--- WHAT THE TASK ASKS ---
Copy the lines below exactly as they appear, but leave out the pictures.

--- TASK INPUT ---
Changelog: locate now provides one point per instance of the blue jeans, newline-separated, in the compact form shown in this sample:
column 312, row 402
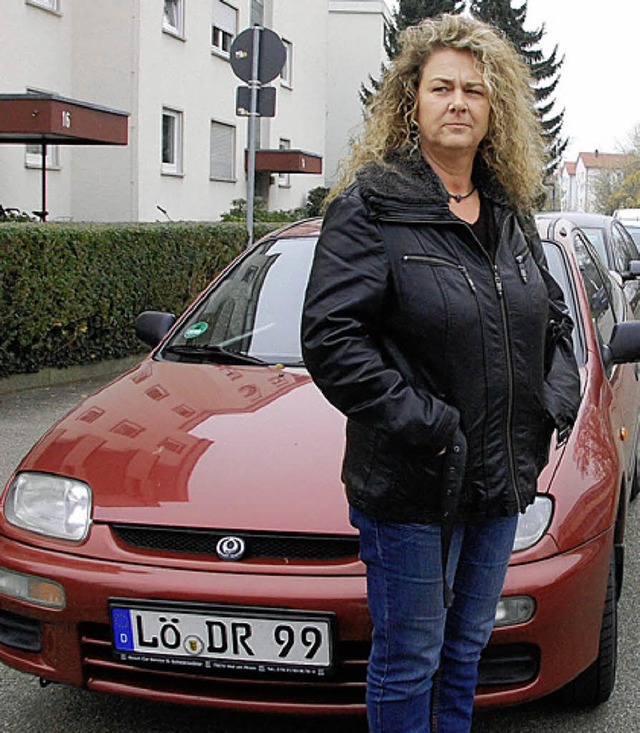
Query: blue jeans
column 423, row 667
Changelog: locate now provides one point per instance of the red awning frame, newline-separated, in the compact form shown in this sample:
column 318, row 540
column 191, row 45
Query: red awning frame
column 49, row 119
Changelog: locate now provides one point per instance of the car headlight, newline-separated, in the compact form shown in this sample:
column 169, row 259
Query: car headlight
column 533, row 523
column 50, row 505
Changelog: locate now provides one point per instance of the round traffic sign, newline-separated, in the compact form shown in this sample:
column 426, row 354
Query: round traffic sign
column 271, row 54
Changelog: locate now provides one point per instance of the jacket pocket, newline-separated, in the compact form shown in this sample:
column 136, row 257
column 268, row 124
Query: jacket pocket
column 441, row 262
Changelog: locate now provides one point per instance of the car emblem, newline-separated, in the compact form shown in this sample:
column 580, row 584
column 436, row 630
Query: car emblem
column 230, row 548
column 193, row 645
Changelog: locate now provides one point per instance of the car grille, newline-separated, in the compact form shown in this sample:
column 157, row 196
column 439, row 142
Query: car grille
column 259, row 545
column 508, row 664
column 343, row 692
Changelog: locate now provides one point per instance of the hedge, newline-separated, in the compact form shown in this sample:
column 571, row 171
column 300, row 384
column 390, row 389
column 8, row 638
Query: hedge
column 70, row 293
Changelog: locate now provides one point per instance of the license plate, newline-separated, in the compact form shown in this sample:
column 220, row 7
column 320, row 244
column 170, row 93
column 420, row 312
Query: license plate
column 223, row 637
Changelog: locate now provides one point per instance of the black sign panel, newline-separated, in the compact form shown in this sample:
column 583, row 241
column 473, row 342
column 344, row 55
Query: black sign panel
column 271, row 52
column 266, row 106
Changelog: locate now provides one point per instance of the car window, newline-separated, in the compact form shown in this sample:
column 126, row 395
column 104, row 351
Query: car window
column 255, row 309
column 607, row 306
column 634, row 231
column 559, row 269
column 596, row 237
column 623, row 248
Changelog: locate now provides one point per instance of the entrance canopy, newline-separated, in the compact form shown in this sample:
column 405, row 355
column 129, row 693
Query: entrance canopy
column 48, row 119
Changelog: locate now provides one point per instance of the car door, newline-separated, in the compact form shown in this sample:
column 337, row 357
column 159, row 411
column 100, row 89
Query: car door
column 624, row 251
column 608, row 307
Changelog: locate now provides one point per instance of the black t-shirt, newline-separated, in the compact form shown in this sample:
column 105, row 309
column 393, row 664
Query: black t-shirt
column 484, row 227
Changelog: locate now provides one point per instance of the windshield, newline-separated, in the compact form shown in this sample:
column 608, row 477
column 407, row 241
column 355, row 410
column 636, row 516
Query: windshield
column 558, row 267
column 596, row 237
column 634, row 231
column 254, row 311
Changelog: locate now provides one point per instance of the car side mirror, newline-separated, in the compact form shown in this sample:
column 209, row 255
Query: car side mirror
column 153, row 326
column 624, row 346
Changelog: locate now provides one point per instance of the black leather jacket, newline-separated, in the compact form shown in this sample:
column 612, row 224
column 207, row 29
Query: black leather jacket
column 425, row 341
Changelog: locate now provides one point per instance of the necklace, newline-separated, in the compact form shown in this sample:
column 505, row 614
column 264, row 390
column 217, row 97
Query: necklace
column 458, row 197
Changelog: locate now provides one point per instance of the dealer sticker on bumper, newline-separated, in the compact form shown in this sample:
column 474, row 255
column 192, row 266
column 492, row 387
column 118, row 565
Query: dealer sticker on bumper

--- THE COMPLETED TASK ---
Changelog: locate now provides one point per instance of the blue jeans, newline-separated, in the compact form shown in this sample:
column 312, row 402
Query: blue jeans
column 423, row 667
Changelog: locate now provides one point per instance of the red awning frame, newline-separated, in the compact form shown in this sample:
column 318, row 540
column 191, row 45
Query: red awning frame
column 49, row 119
Changelog: locate now provides one point per instance of the car headlight, newline-separated, in the compact form shown in this sample:
column 169, row 259
Query: car headlight
column 533, row 523
column 50, row 505
Changelog: locate now provides one point per instance of the round traffic sign, newline-separated, in the compact form shown in this sample:
column 426, row 354
Query: round traffic sign
column 271, row 54
Changelog: locate now provides one point per instance of the jacket pocket, newline-separated, in the compact form shown in this sample:
column 136, row 257
column 268, row 124
Query: jacket pocket
column 441, row 262
Changelog: locate now provides one point per instance of the car emblem, newline-separated, in the compact form shown in this sample:
column 580, row 584
column 436, row 630
Query: car emblem
column 230, row 548
column 193, row 645
Changelog: locate now provides one point per instance of the car grille, newline-separated, in the compact form shown in this sample:
column 157, row 196
column 439, row 142
Query: car grille
column 259, row 545
column 508, row 664
column 343, row 692
Changelog: locate now provides one point per instance of the hedge, newline-separated, in the compact form shown in this sample:
column 571, row 171
column 300, row 384
column 390, row 389
column 8, row 638
Query: hedge
column 70, row 293
Changelog: locate now provides one point per instance of the license plate, newline-separated, in the compact form shown in this sample:
column 220, row 7
column 320, row 244
column 170, row 93
column 420, row 312
Query: license plate
column 223, row 637
Changelog: locate now provides one point per instance of the black sign panel, newline-separated, in the compact form shown in this sample:
column 583, row 241
column 473, row 342
column 344, row 55
Query: black sign panel
column 271, row 52
column 266, row 106
Changelog: locate now provides one point per instance of the car window, newline-separated, in the compact form shown in this sample:
column 126, row 395
column 104, row 351
Query: car window
column 255, row 309
column 607, row 306
column 634, row 231
column 559, row 269
column 596, row 237
column 623, row 248
Changelog: locate now provides one point per instance of the entrance canopy, newline-separated, in the compact form shown in this sample:
column 405, row 355
column 129, row 693
Query: entrance canopy
column 48, row 119
Changelog: locate now provides one point per instance of the car door, newline-separated, in the compact form shown in this sample:
column 337, row 357
column 159, row 411
column 100, row 89
Query: car door
column 624, row 251
column 608, row 307
Changelog: locate now provides one point per instance of the black t-shirt, newline-separated, in the compact form shown in this sample:
column 105, row 309
column 393, row 664
Query: black t-shirt
column 484, row 227
Changelog: locate now provides one point per instance of the windshield, newline-separated, in the compact form shown in this sample:
column 608, row 477
column 407, row 241
column 355, row 410
column 636, row 516
Query: windshield
column 558, row 267
column 596, row 237
column 634, row 231
column 254, row 311
Changelog: locate now provides one point per instance of the car side mirror, newline-separated, in the compact form shown in this sample:
column 209, row 255
Query: car side mirror
column 153, row 326
column 624, row 346
Changelog: locate now provides one point per instance of the black leather jacket, newline-separated, in the compact form shown in this sample:
column 612, row 224
column 207, row 29
Query: black leather jacket
column 425, row 341
Changelog: locate now provides one point per instance of the necklace, newline-separated, in the compact form shown in this sample:
column 505, row 614
column 264, row 390
column 217, row 97
Query: necklace
column 458, row 197
Changelog: locate now provides one point per instance of the dealer sticker on bumper, newline-separated, in the compact form shown in this sample:
column 474, row 255
column 192, row 266
column 492, row 387
column 118, row 565
Query: dealer sticker on bumper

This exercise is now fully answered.